╭──

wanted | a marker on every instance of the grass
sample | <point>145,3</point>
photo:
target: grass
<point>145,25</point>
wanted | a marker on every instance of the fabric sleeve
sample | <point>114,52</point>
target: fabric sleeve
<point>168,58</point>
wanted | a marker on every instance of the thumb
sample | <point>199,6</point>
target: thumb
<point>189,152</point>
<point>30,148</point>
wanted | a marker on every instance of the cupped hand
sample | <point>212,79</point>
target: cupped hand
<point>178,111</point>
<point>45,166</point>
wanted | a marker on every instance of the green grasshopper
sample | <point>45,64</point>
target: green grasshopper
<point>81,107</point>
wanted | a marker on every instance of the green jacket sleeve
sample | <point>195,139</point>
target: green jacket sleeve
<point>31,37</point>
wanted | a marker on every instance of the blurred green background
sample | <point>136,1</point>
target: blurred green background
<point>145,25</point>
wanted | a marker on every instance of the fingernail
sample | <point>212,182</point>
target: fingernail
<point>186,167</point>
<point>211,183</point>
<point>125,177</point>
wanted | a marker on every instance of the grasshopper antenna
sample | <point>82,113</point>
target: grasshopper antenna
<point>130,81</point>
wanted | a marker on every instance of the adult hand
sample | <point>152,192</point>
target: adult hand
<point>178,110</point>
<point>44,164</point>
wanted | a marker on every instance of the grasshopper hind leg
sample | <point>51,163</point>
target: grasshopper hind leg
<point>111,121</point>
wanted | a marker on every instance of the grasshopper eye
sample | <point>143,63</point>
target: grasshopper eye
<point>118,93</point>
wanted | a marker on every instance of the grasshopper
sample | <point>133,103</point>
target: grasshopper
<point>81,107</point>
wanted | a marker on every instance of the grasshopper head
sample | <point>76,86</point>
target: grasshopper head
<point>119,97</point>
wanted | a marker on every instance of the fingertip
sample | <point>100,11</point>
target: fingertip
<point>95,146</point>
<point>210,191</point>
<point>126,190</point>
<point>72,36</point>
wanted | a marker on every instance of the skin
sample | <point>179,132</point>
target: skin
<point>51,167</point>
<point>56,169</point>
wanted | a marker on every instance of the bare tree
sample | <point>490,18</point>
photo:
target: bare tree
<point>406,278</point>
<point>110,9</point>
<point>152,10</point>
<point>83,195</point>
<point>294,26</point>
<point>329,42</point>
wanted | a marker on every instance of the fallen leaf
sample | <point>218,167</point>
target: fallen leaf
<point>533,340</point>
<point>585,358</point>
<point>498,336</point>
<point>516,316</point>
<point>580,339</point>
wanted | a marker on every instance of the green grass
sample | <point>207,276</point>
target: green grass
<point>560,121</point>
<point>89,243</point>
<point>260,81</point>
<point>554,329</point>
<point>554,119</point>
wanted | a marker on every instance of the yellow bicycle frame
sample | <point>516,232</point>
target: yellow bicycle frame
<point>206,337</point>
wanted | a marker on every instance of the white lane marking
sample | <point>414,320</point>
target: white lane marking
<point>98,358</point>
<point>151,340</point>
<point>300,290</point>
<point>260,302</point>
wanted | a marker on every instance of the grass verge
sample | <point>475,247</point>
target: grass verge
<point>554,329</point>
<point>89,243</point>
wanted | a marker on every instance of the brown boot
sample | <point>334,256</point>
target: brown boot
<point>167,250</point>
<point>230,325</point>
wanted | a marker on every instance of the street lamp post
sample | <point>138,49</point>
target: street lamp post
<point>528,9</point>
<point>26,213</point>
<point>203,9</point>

╰──

> [Your task] Arrange every line of the data above into a numbered list, omitting any blank lines.

> [Exercise output]
1. wanted | a marker on every instance of the grass
2. sample | <point>145,3</point>
3. photo:
4. target: grass
5. <point>145,25</point>
6. wanted | a marker on every instance of the fabric sleeve
7. sample | <point>114,52</point>
8. target: fabric sleeve
9. <point>168,58</point>
10. wanted | a marker on every instance of the thumb
11. sample | <point>199,6</point>
12. target: thumb
13. <point>189,152</point>
14. <point>30,148</point>
15. wanted | a marker on every instance of the cupped hand
16. sample | <point>212,79</point>
17. target: cupped hand
18. <point>178,111</point>
19. <point>45,166</point>
20. wanted | a marker on every instance of the green grasshopper
21. sample | <point>45,64</point>
22. target: green grasshopper
23. <point>81,107</point>
24. wanted | a marker on every instance of the green jacket sleeve
25. sample | <point>195,139</point>
26. target: green jacket sleeve
27. <point>31,37</point>
28. wanted | a marker on every instance of the blurred green background
29. sample | <point>136,1</point>
30. target: blurred green background
31. <point>145,25</point>
32. wanted | a marker on every instance of the fingernail
33. sample | <point>212,182</point>
34. target: fingernail
35. <point>186,167</point>
36. <point>211,183</point>
37. <point>125,177</point>
38. wanted | a marker on every instance of the grasshopper antenna
39. sample | <point>82,113</point>
40. target: grasshopper antenna
41. <point>130,81</point>
42. wanted | a marker on every instance of the adult hand
43. sample | <point>152,192</point>
44. target: adult hand
45. <point>178,110</point>
46. <point>44,164</point>
47. wanted | a marker on every instance of the grasshopper hind leg
48. sample | <point>51,163</point>
49. target: grasshopper hind leg
50. <point>111,121</point>
51. wanted | a marker on every instance of the grasshopper eye
52. sample | <point>143,63</point>
53. target: grasshopper eye
54. <point>118,93</point>
55. wanted | a marker on every instance of the grasshopper
56. sample | <point>133,103</point>
57. target: grasshopper
58. <point>81,107</point>
59. wanted | a marker on every instance of the grasshopper head
60. sample | <point>76,86</point>
61. target: grasshopper head
62. <point>119,97</point>
63. wanted | a marker on every instance of the fingertip
64. sample | <point>100,11</point>
65. target: fingertip
66. <point>95,146</point>
67. <point>210,191</point>
68. <point>126,190</point>
69. <point>72,36</point>
70. wanted | a marker on every instance of the skin
71. sample | <point>179,132</point>
72. target: skin
73. <point>51,167</point>
74. <point>56,169</point>
75. wanted | a marker on every instance of the bare tree
76. sample | <point>490,18</point>
77. photo:
78. target: bare tree
79. <point>406,278</point>
80. <point>110,9</point>
81. <point>152,10</point>
82. <point>83,195</point>
83. <point>294,26</point>
84. <point>329,42</point>
85. wanted | a marker on every instance of the fallen leaf
86. sample | <point>218,167</point>
87. target: fallen leaf
88. <point>533,340</point>
89. <point>585,358</point>
90. <point>498,336</point>
91. <point>516,316</point>
92. <point>580,339</point>
93. wanted | a marker on every instance of the green grass
94. sample | <point>207,276</point>
95. target: green grass
96. <point>560,121</point>
97. <point>89,243</point>
98. <point>260,81</point>
99. <point>554,329</point>
100. <point>554,119</point>
101. wanted | a marker on every instance of the yellow bicycle frame
102. sample | <point>516,232</point>
103. target: yellow bicycle frame
104. <point>206,337</point>
105. wanted | a marker on every instance of the white lane marking
106. sample | <point>414,320</point>
107. target: white lane marking
108. <point>98,358</point>
109. <point>151,340</point>
110. <point>300,290</point>
111. <point>260,302</point>
112. wanted | a marker on every instance of the grass verge
113. sample | <point>475,247</point>
114. target: grass verge
115. <point>554,329</point>
116. <point>89,243</point>
117. wanted | a marker on every instance of the brown boot
118. sample | <point>334,256</point>
119. target: brown boot
120. <point>167,250</point>
121. <point>230,325</point>
122. wanted | a marker on every instance of the street lamp post
123. sample | <point>138,49</point>
124. target: street lamp post
125. <point>528,9</point>
126. <point>26,213</point>
127. <point>203,9</point>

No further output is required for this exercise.